◆ **What to produce**
Extract each of the records below and reproduce every line of them without any change.

◆ **Available records**

## Begin

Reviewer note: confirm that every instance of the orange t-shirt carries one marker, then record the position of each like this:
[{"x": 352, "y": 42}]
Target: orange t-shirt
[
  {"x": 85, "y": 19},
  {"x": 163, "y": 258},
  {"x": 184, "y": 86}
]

## End

◆ **Expected output**
Reviewer note: confirm that every instance of the orange t-shirt carries one marker, then record the position of each like this:
[{"x": 352, "y": 42}]
Target: orange t-shirt
[
  {"x": 85, "y": 19},
  {"x": 163, "y": 258},
  {"x": 184, "y": 86}
]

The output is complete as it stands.